● **Document section**
1990s >> 1993 >> no-1061-january-1993

Letter: Who’s right about human nature?

  The article on human nature we published last August has provoked a critical response from one of our readers. We publish below a long extract from his lengthy letter, together with our reply.

Your article “Is Human Nature a Barrier to Socialism?” (August Socialist Standard) requires comment.

 

Following a somewhat sloppy overview of the history of evolutionary theory you decide on an onslaught on your defined “social darwinism” and suggest that “painstaking work in the field” by Schaller, Goodall and Fossey “has shown unequivocally that these animals [chimps, gorillas, orang-outangs) do not fundamentally possess any of the characteristics of aggression . . .  that have been attributed to them”.

 

One can only assume that the comrades who produced this statement have read very little of the author they cite. The fullest account is surely that of Jane Goodall in her The Chimpanzees of Gombe: Patterns of Behaviour (1986). In her chapter on Territoriality. she reports (from many sources, including your George Schaller) that territorial behaviour is widespread in the animal kingdom while in the higher (primate) species it often adopts a frightening and vicious form. Interestingly, the form of the behaviour is determined by, among other things, the size of the territory and the size of the group occupying it. If the territory is small, the boundaries are visited daily and intruders are frightened off—using the ritual behaviour explored so competently by Konrad Lorenz.

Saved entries
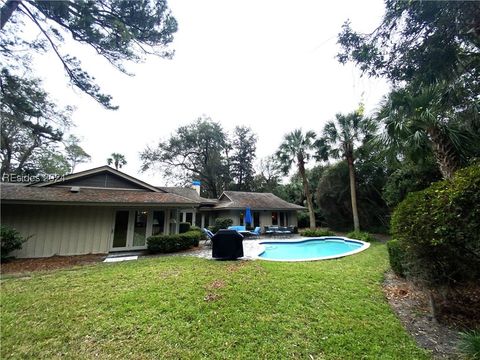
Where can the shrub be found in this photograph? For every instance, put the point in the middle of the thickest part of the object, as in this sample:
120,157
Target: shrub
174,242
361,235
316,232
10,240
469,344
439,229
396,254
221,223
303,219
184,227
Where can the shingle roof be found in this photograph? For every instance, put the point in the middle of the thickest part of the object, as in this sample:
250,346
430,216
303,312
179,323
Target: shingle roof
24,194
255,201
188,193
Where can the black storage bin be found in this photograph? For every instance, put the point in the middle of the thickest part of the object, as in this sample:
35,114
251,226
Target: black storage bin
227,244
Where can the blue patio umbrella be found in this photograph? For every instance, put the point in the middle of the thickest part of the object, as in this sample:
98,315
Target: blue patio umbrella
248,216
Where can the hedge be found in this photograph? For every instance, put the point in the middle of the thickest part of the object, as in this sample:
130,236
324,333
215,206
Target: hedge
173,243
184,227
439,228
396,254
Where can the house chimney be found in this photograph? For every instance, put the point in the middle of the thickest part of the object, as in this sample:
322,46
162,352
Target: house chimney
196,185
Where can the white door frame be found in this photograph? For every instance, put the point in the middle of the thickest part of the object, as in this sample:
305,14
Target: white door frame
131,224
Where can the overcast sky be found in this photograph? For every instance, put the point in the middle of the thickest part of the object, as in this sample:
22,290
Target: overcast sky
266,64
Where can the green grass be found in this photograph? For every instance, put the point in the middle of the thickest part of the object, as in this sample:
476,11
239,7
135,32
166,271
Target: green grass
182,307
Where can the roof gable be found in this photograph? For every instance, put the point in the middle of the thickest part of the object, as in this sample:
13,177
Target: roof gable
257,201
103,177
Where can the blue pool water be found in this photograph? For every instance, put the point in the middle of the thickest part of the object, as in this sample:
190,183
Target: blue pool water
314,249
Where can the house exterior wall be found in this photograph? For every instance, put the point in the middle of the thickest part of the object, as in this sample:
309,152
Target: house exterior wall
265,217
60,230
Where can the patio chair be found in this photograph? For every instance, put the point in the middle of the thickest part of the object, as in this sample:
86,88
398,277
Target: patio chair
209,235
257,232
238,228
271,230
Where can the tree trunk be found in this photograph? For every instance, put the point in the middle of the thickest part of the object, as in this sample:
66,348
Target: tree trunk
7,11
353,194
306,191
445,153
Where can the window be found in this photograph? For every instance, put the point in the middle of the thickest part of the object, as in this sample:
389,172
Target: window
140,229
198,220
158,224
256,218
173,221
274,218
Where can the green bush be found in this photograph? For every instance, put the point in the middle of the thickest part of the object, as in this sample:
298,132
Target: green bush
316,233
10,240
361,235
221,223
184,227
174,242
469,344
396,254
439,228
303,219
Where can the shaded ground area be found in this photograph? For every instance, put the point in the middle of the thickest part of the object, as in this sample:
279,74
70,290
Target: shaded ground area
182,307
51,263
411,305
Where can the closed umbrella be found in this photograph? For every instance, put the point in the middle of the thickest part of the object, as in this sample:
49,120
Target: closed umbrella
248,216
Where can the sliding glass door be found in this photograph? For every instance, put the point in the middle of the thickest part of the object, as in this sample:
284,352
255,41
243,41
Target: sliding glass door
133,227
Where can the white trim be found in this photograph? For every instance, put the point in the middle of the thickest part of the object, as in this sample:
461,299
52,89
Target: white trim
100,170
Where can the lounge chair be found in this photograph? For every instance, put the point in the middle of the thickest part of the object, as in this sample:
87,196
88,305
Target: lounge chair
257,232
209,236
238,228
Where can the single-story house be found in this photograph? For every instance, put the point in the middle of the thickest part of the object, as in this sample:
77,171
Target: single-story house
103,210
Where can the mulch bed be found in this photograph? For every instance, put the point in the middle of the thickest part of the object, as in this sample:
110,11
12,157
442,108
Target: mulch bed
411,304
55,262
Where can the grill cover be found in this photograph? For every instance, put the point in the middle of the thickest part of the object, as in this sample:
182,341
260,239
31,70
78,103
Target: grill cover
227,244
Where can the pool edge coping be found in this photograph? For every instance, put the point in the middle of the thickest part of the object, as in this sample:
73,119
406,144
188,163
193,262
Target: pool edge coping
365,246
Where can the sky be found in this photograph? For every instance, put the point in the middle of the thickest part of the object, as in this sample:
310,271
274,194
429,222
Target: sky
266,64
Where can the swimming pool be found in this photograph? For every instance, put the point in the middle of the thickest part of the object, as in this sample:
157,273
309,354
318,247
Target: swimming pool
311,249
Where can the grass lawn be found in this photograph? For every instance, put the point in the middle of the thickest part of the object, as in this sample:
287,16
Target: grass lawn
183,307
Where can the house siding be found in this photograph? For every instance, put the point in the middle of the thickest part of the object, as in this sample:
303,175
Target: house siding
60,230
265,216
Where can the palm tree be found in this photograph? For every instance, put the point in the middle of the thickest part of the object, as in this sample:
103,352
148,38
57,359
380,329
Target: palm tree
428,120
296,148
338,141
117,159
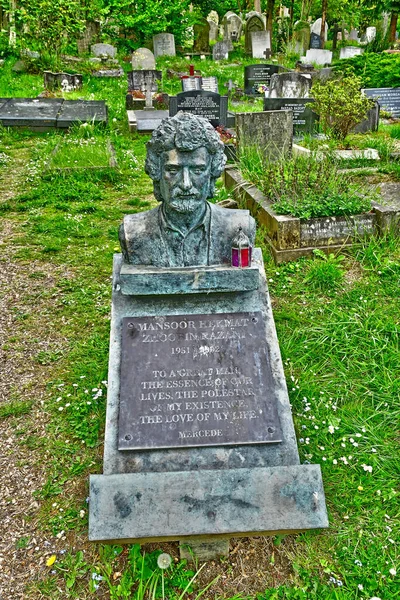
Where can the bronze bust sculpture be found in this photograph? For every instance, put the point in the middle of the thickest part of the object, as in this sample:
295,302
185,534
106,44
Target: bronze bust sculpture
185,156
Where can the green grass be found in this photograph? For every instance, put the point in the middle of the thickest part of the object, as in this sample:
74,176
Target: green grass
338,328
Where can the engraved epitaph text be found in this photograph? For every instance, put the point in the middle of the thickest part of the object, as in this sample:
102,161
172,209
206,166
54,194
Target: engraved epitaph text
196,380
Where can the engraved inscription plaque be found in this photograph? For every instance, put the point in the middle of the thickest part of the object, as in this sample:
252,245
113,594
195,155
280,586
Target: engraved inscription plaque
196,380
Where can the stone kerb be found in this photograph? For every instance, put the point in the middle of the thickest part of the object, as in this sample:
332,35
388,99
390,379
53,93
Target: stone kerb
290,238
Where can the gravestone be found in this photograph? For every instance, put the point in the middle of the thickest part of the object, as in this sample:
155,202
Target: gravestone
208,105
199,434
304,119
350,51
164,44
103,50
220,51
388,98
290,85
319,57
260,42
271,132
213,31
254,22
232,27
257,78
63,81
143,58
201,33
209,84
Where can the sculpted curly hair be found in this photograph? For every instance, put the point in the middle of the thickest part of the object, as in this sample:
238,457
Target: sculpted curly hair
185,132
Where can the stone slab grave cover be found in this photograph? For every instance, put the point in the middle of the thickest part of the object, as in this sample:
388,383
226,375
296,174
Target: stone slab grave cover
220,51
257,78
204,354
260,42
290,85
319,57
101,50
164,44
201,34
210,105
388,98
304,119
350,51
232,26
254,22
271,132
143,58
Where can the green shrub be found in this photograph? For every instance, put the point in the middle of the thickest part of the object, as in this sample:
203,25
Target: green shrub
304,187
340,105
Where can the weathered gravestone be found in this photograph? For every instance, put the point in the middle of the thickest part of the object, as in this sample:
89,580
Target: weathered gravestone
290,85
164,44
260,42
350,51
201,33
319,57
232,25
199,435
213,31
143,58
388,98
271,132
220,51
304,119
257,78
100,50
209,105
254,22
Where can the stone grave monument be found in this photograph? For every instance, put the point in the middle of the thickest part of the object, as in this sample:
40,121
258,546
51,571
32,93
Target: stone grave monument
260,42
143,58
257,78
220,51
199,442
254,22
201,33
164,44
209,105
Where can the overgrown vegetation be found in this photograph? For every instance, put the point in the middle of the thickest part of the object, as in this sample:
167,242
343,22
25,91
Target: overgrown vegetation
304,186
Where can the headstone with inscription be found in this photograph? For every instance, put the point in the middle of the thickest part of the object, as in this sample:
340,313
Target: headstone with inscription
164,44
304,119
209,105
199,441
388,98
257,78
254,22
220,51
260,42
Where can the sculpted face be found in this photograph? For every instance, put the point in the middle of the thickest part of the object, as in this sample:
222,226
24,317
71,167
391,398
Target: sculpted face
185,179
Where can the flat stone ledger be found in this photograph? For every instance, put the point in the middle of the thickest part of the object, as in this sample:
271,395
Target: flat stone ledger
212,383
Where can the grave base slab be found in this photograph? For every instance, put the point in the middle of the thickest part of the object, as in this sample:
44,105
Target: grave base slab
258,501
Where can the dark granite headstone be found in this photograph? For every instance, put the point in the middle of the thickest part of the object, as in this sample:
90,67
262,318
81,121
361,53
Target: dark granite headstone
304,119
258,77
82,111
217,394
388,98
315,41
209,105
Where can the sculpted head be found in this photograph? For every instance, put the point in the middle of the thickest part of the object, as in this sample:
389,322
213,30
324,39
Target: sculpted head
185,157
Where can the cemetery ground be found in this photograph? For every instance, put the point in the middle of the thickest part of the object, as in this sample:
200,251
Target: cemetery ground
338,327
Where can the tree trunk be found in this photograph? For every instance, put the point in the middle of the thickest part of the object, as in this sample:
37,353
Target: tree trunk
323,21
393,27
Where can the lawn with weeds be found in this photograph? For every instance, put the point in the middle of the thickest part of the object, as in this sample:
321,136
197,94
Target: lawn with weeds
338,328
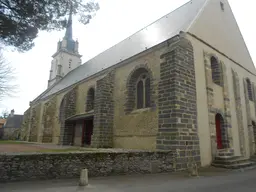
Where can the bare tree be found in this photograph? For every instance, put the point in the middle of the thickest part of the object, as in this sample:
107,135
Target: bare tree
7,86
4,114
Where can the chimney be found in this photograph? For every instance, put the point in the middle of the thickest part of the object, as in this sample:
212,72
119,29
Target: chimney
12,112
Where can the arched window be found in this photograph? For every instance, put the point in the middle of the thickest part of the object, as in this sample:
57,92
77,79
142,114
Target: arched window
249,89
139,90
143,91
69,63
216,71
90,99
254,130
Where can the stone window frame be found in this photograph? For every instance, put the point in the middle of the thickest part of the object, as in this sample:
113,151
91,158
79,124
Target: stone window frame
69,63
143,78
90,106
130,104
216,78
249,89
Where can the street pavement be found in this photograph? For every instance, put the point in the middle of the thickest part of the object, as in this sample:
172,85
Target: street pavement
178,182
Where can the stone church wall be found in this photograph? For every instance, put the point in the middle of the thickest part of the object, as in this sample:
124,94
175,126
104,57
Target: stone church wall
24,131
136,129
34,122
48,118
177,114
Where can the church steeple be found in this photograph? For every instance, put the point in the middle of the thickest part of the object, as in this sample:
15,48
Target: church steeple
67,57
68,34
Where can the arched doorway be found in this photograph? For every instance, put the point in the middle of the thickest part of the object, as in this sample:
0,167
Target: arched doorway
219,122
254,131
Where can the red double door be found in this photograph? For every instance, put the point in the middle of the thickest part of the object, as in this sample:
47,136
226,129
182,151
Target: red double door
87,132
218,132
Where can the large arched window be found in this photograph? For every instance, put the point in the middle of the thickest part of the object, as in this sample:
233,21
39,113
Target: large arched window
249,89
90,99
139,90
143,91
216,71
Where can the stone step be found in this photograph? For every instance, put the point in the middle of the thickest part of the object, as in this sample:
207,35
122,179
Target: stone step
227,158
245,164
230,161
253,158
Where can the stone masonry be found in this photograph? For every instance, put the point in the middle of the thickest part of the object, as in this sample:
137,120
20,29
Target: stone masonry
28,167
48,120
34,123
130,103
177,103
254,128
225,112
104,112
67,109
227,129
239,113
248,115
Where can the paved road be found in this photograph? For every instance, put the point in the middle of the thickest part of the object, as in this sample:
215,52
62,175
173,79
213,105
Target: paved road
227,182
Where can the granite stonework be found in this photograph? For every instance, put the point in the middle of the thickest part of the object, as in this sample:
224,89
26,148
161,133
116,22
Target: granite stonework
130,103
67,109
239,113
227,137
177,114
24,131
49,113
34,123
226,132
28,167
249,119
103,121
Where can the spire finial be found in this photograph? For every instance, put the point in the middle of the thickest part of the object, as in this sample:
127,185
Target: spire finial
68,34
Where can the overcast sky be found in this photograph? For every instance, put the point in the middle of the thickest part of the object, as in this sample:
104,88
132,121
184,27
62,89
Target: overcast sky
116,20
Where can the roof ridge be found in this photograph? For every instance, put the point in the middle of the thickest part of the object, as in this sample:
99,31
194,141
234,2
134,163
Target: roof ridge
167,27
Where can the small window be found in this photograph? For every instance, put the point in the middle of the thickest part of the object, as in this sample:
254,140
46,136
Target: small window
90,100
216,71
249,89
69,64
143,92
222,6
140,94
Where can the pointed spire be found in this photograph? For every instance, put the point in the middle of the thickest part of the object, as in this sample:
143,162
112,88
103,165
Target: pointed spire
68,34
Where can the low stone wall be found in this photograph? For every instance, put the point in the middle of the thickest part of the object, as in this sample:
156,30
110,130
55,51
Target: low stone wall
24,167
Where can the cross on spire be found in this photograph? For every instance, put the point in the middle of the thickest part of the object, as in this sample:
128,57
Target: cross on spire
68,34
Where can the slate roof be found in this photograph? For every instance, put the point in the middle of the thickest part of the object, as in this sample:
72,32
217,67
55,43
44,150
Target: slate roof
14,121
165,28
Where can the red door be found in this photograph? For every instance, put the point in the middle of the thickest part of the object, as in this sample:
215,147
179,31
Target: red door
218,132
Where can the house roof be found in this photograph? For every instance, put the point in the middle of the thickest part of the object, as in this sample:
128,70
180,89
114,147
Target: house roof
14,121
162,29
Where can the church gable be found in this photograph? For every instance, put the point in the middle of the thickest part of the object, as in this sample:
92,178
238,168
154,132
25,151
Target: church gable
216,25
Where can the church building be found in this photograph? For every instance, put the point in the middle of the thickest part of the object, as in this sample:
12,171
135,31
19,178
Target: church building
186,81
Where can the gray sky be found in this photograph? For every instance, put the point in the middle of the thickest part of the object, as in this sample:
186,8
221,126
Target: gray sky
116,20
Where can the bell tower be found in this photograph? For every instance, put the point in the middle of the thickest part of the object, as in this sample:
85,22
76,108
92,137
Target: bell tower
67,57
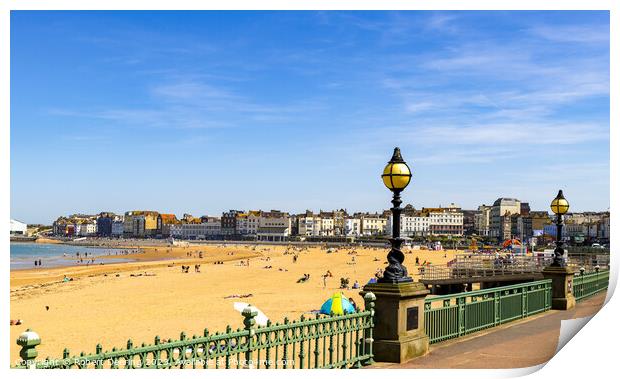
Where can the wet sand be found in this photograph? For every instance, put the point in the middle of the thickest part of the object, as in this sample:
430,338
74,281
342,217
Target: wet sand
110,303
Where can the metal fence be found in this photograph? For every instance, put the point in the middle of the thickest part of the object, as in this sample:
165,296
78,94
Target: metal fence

● **Goal of the exercise**
Give again, word for word, the part of the letter on human nature from "One can only" to "by Konrad Lorenz.".

● **Correct result**
One can only assume that the comrades who produced this statement have read very little of the author they cite. The fullest account is surely that of Jane Goodall in her The Chimpanzees of Gombe: Patterns of Behaviour (1986). In her chapter on Territoriality. she reports (from many sources, including your George Schaller) that territorial behaviour is widespread in the animal kingdom while in the higher (primate) species it often adopts a frightening and vicious form. Interestingly, the form of the behaviour is determined by, among other things, the size of the territory and the size of the group occupying it. If the territory is small, the boundaries are visited daily and intruders are frightened off—using the ritual behaviour explored so competently by Konrad Lorenz.